BRIEF => Lay out every line of the entries below as a Markdown table with two columns, Row and Text. Number each row and leave out the blank lines.

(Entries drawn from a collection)
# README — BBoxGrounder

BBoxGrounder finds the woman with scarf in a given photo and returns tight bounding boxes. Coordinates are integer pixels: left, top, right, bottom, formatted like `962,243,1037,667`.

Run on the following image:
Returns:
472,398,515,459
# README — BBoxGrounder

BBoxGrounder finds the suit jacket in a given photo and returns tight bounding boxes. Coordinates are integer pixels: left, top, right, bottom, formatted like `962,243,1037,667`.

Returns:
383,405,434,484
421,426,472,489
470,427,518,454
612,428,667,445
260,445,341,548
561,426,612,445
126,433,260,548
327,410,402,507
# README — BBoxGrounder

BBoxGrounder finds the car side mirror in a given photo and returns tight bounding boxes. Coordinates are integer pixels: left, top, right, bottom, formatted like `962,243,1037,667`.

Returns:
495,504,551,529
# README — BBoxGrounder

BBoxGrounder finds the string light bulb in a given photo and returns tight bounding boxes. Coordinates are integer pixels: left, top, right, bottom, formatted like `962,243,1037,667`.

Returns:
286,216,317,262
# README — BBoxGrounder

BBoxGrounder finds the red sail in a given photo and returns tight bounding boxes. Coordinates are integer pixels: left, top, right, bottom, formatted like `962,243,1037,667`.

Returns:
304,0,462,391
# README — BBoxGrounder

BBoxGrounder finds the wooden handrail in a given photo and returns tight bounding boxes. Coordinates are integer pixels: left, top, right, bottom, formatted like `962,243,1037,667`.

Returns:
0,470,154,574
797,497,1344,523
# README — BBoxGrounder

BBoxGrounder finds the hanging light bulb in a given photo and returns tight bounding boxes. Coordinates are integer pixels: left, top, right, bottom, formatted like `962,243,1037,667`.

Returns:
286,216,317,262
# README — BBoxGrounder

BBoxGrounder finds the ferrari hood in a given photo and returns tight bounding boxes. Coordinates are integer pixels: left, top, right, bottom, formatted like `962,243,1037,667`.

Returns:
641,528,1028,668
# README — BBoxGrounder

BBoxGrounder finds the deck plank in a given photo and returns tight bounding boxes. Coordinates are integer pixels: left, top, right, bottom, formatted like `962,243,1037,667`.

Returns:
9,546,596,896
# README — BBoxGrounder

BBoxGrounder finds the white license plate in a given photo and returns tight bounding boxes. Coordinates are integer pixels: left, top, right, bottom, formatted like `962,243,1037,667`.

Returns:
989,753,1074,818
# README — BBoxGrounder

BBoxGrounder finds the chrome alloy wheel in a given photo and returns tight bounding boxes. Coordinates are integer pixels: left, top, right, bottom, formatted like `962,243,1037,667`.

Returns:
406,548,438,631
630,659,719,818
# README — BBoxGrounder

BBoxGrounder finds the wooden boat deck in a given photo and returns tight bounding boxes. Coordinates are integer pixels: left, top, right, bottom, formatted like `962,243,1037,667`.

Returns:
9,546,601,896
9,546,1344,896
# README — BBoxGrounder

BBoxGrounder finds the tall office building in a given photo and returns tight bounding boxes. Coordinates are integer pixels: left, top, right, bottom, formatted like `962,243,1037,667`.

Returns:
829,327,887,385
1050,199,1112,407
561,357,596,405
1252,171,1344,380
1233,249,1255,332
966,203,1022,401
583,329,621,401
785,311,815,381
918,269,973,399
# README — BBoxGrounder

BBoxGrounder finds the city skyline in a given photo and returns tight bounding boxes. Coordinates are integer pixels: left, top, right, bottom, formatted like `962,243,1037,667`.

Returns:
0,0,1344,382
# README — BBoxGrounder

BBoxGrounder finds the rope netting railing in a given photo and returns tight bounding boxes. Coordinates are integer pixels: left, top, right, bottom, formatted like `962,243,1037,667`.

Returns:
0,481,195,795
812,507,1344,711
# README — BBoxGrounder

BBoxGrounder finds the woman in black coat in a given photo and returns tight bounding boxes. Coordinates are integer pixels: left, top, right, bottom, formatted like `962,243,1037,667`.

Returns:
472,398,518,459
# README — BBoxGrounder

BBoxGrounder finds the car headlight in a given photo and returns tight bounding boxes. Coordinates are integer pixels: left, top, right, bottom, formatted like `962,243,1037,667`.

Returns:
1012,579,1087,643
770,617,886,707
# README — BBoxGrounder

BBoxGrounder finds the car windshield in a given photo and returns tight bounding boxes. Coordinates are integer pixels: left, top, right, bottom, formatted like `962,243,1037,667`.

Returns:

CORRECT RESULT =>
| Row | Text |
|---|---|
| 1 | # README — BBoxGrounder |
| 2 | BBoxGrounder finds the woman with scarf in a given photo and returns tight bounding boxes. Coordinates are integer pixels: left, top, right, bottom, formatted like `962,243,1037,667`. |
| 3 | Run on the following image: |
| 4 | Returns: |
| 5 | 472,398,515,459 |
| 6 | # README — BBoxGrounder |
| 7 | BBoxGrounder finds the suit jacket in a given photo and returns tight bounding boxes. Coordinates are integer pixels: left, top, right, bottom, formatted like `962,243,1037,667`. |
| 8 | Returns: |
| 9 | 383,405,434,484 |
| 10 | 421,426,472,489 |
| 11 | 470,427,518,454 |
| 12 | 612,428,667,445 |
| 13 | 260,445,341,548 |
| 14 | 561,426,612,445 |
| 15 | 126,433,260,548 |
| 16 | 327,410,402,507 |
| 17 | # README — BBoxGrounder |
| 18 | BBoxGrounder finds the car side mirror in a given photo and returns tight bounding boxes. Coordinates are integer pixels: left, top, right, bottom, formatted like `962,243,1037,667`. |
| 19 | Returns: |
| 20 | 495,504,551,529 |
| 21 | # README — BBoxGrounder |
| 22 | BBoxGrounder finds the string light bulb in a given photo and returns tight bounding boxes. Coordinates are integer pixels: left, top, right, bottom, formatted like `962,243,1037,667`. |
| 23 | Returns: |
| 24 | 286,216,317,262 |
| 25 | # README — BBoxGrounder |
| 26 | BBoxGrounder finds the red sail in a given photo and returns tight bounding boxes. Coordinates are integer pixels: left, top, right, bottom, formatted like `962,243,1037,667`. |
| 27 | Returns: |
| 28 | 304,0,462,391 |
| 29 | # README — BBoxGrounder |
| 30 | BBoxGrounder finds the wooden handrail in a given photo and returns tight bounding boxes. Coordinates are integer pixels: left, top, right, bottom, formatted like `962,243,1037,667`. |
| 31 | Returns: |
| 32 | 0,470,154,574 |
| 33 | 797,497,1344,523 |
| 34 | # README — BBoxGrounder |
| 35 | BBoxGrounder finds the hanging light bulb in a given photo and returns tight bounding boxes. Coordinates are integer pixels: left, top, right, bottom, formatted like `962,243,1037,667`. |
| 36 | Returns: |
| 37 | 286,216,317,262 |
| 38 | # README — BBoxGrounder |
| 39 | BBoxGrounder finds the ferrari hood in a given photo and returns tight bounding boxes. Coordinates are integer pixels: left, top, right, bottom, formatted like `962,243,1037,667`. |
| 40 | Returns: |
| 41 | 641,528,1028,668 |
| 42 | # README — BBoxGrounder |
| 43 | BBoxGrounder finds the deck plank in a given photo and returns tight bounding boxes. Coordinates are integer pixels: left, top, right, bottom, formatted like `962,243,1037,667`. |
| 44 | Returns: |
| 45 | 9,546,596,896 |
| 46 | # README — BBoxGrounder |
| 47 | BBoxGrounder finds the white license plate in a given photo and returns tight bounding boxes. Coordinates are integer pixels: left, top, right, bottom, formatted like `962,243,1037,667`. |
| 48 | Returns: |
| 49 | 989,753,1074,818 |
| 50 | # README — BBoxGrounder |
| 51 | BBoxGrounder finds the chrome alloy wheel in a given photo and returns tight bounding boxes. Coordinates are integer pixels: left, top, right, bottom, formatted like `962,243,1037,667`. |
| 52 | Returns: |
| 53 | 406,548,438,631 |
| 54 | 630,659,719,818 |
| 55 | # README — BBoxGrounder |
| 56 | BBoxGrounder finds the wooden boat deck in a given photo and returns tight bounding boxes. Coordinates are integer pixels: left, top, right, bottom, formatted like `962,243,1037,667`. |
| 57 | Returns: |
| 58 | 9,546,601,896 |
| 59 | 9,546,1344,896 |
| 60 | # README — BBoxGrounder |
| 61 | BBoxGrounder finds the tall office building in a given photo and returns tight bounding boxes. Coordinates are integer pixels: left, top, right, bottom, formatted like `962,243,1037,667`. |
| 62 | Returns: |
| 63 | 829,327,887,385 |
| 64 | 1050,199,1112,407 |
| 65 | 561,357,596,405 |
| 66 | 1252,171,1344,380 |
| 67 | 1233,249,1255,332 |
| 68 | 966,203,1022,401 |
| 69 | 583,329,621,401 |
| 70 | 785,311,815,381 |
| 71 | 918,269,973,399 |
| 72 | # README — BBoxGrounder |
| 73 | BBoxGrounder finds the city skyline in a given photo and returns tight bounding boxes. Coordinates are integer pixels: left, top, right, bottom, formatted like `962,243,1037,667`. |
| 74 | Returns: |
| 75 | 0,0,1344,382 |
| 76 | # README — BBoxGrounder |
| 77 | BBoxGrounder finds the rope netting railing in a given photo and returns tight bounding boxes. Coordinates are integer pixels: left, top, right, bottom, formatted like `962,243,1037,667`. |
| 78 | Returns: |
| 79 | 0,481,195,795 |
| 80 | 812,507,1344,711 |
| 81 | # README — BBoxGrounder |
| 82 | BBoxGrounder finds the woman in black coat in a given photo and returns tight bounding boxes. Coordinates are integer pixels: left, top, right, bottom, formatted like `962,243,1037,667`. |
| 83 | Returns: |
| 84 | 472,398,518,459 |
| 85 | # README — BBoxGrounder |
| 86 | BBoxGrounder finds the car headlight in a given photo and returns tight bounding boxes. Coordinates are integer pixels: left, top, right, bottom, formatted like `962,243,1037,667`. |
| 87 | Returns: |
| 88 | 1012,579,1087,643 |
| 89 | 770,617,886,707 |
| 90 | # README — BBoxGrounder |
| 91 | BBoxGrounder finds the car windshield in a given photo and returns tight bounding boxes. Coordinates are integer pixels: left, top, right, bottom, formatted like `962,243,1037,667`. |
| 92 | Returns: |